[Aim] Edit the entries below from the line containing "Guideline: for every instance of the white shirt, set" through the end of the entries, replacing "Target" with "Object" wherever it occurs and leaving all else unchanged. Reproduce only those lines.

[Entries shown]

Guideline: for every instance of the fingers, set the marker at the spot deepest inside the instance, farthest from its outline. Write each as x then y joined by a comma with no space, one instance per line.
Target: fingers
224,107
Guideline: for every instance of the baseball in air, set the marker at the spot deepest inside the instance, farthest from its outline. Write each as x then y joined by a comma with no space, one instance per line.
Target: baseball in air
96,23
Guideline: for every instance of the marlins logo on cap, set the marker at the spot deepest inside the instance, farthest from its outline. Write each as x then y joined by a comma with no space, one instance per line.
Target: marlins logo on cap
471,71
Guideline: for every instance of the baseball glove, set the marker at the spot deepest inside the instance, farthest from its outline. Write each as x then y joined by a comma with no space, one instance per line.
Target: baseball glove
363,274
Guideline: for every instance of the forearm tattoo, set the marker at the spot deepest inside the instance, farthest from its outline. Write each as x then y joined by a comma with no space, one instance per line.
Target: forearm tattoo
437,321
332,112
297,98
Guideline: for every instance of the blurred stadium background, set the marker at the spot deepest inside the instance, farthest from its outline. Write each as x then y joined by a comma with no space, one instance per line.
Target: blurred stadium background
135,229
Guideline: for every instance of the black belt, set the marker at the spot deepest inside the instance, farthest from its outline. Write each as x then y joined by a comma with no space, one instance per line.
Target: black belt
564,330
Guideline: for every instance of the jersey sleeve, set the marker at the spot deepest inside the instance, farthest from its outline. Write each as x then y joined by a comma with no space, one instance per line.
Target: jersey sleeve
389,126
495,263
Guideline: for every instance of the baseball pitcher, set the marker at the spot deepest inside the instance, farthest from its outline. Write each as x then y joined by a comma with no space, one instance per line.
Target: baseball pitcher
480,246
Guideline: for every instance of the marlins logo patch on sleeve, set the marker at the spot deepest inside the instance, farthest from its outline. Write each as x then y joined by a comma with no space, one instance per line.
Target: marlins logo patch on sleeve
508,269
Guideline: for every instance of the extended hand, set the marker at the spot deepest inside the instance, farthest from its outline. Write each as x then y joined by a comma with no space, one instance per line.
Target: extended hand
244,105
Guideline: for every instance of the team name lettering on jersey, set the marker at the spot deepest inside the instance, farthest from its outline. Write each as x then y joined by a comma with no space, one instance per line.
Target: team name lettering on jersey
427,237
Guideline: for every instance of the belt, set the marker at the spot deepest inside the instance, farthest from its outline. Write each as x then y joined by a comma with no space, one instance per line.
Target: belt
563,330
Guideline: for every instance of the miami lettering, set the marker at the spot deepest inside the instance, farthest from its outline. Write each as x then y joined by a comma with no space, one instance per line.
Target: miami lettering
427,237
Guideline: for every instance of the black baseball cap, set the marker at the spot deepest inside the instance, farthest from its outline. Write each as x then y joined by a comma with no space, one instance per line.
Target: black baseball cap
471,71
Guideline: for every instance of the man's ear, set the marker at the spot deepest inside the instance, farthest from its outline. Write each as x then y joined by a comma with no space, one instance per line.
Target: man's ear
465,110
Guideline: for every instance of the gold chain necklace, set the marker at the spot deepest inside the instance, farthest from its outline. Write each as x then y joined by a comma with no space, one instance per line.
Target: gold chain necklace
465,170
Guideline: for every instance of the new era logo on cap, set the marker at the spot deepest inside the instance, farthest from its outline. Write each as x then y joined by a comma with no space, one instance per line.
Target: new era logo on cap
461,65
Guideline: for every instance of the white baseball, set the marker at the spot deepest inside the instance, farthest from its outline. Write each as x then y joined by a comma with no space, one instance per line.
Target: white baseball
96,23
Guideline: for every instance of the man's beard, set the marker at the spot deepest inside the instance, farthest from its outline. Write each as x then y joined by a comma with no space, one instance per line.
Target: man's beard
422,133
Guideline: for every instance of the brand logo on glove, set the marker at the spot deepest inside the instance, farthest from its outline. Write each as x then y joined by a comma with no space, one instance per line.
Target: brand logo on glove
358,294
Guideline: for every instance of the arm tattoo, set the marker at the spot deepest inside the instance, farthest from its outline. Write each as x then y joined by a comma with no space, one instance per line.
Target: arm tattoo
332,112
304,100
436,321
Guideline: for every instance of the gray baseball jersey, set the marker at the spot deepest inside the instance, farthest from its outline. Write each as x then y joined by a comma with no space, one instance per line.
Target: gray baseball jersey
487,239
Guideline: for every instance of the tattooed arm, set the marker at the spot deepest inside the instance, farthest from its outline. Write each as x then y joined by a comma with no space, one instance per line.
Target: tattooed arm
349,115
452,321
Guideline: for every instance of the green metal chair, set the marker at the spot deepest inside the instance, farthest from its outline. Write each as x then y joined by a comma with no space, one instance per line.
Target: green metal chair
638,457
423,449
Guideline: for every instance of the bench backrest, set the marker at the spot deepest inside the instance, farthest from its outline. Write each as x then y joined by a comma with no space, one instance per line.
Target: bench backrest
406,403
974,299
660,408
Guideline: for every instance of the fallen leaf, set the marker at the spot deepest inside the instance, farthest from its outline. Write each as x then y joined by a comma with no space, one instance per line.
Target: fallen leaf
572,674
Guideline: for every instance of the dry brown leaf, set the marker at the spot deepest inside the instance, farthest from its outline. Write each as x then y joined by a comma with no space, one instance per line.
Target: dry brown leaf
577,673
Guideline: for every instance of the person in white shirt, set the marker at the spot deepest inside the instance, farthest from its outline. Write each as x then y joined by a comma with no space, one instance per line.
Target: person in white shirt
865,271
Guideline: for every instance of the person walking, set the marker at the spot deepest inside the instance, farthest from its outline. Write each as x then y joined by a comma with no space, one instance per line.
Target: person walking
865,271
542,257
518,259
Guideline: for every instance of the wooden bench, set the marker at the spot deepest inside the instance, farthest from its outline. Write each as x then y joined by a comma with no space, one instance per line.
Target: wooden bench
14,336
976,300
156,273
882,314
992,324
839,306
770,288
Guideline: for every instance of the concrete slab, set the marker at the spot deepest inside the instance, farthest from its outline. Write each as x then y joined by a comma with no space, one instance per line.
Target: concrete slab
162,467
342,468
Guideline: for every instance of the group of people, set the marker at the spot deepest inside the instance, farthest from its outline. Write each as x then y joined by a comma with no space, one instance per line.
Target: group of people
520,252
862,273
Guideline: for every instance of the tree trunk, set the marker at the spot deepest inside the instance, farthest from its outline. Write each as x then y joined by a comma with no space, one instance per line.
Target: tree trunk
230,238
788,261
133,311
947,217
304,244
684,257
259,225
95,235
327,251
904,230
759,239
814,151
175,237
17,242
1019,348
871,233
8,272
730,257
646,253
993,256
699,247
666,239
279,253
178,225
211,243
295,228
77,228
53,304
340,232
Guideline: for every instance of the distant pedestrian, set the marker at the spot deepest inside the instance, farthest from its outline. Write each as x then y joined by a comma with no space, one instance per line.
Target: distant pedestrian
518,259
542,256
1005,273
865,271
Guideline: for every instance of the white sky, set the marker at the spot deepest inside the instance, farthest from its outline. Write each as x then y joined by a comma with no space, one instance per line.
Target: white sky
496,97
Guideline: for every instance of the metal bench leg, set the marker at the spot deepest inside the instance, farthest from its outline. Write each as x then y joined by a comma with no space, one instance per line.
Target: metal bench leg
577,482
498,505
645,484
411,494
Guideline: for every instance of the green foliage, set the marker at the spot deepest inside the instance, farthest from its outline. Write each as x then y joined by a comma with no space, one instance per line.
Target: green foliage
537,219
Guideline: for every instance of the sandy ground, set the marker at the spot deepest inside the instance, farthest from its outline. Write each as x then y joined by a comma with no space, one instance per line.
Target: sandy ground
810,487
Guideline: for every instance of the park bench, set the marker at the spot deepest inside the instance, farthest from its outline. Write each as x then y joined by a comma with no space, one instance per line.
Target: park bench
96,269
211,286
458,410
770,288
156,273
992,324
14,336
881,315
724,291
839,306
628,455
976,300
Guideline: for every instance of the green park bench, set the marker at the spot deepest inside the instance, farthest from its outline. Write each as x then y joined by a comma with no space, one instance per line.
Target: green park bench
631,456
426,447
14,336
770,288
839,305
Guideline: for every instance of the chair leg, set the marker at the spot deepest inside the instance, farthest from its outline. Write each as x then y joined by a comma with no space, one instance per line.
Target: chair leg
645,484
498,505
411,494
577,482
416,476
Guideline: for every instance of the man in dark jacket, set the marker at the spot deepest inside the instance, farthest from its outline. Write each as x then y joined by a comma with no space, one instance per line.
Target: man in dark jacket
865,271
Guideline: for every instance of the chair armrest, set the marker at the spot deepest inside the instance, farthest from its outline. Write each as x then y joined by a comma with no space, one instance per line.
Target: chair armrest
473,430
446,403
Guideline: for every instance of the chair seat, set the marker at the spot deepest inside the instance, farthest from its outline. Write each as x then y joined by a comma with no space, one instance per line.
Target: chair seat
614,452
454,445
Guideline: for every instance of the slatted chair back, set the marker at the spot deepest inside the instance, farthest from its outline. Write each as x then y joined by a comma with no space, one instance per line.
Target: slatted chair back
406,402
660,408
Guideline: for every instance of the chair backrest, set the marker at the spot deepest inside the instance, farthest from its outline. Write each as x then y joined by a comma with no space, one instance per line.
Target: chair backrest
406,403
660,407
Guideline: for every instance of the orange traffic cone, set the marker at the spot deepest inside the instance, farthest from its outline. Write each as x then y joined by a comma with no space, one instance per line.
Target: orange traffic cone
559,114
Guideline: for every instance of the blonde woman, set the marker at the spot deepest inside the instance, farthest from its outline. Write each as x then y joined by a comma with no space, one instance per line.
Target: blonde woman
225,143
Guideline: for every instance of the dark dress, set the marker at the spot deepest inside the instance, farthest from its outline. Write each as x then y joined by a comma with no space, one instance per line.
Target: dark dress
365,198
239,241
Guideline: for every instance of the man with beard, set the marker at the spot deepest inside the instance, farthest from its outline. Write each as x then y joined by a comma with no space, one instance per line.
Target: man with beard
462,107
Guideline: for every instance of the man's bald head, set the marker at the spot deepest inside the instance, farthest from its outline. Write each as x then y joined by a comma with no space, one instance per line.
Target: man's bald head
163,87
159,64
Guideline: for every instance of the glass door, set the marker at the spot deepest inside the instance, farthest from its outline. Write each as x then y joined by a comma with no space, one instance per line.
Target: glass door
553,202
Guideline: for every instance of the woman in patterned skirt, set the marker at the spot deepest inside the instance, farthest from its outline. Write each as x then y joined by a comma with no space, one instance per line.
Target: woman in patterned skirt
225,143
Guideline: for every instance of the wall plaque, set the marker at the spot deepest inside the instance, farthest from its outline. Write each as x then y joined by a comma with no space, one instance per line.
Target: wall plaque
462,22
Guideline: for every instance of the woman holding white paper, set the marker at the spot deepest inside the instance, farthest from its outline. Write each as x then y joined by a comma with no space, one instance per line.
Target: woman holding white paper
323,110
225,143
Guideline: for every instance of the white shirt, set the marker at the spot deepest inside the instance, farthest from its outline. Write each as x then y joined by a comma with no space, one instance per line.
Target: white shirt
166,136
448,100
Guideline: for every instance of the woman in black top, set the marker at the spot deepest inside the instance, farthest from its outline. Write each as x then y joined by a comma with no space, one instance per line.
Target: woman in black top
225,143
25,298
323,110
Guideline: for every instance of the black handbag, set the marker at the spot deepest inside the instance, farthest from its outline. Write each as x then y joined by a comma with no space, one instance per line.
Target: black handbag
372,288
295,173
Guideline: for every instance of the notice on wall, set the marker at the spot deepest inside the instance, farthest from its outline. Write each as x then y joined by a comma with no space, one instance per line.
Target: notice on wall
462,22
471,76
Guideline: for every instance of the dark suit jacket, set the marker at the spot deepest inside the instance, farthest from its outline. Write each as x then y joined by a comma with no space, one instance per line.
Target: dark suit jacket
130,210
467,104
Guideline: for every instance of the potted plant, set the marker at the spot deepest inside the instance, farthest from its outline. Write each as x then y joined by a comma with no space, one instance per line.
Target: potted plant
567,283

[Result below]
Guideline: for every instance of the white shirt, set the marker at the spot deepest inside the instance, farthest from its outline. Write each as x then y joined by a comma with no space, one instance per line.
Object: white shirt
166,136
448,100
Guideline: for every instance of the woman in black top, set the marker at the spot deepest inside the instance, farthest from its outline. Write each as x then y joined by a comma with no space, one instance per line.
Object: woman in black top
225,143
25,298
323,110
Guideline: for every instance of the black handbag, set the marker at the spot deepest inside the instance, farthest from its outline. Write each as x then y joined by a comma with no space, one instance per line.
Object: black handbag
372,288
295,173
Guideline: for every instance of the notice on wall, set the marker at the spot deepest inside the instance, farthest from its outline. Write each as x then y joined by a comma with no space, one instance per line.
Object: notice on wall
462,22
471,76
Guideline: for every instance of the dark suit jacket, set the marker at the spot deepest inside the instance, farthest from its outline. Write each as x then y joined by a comma with no space, one instance per line.
Object: dark suit jacket
130,210
467,104
Guideline: for every instance of the potted plant, set the marker at the spot deepest inside the instance, farthest from its outline. Write each as x then y joined by a comma with no space, one instance per line.
Object: potted plant
567,283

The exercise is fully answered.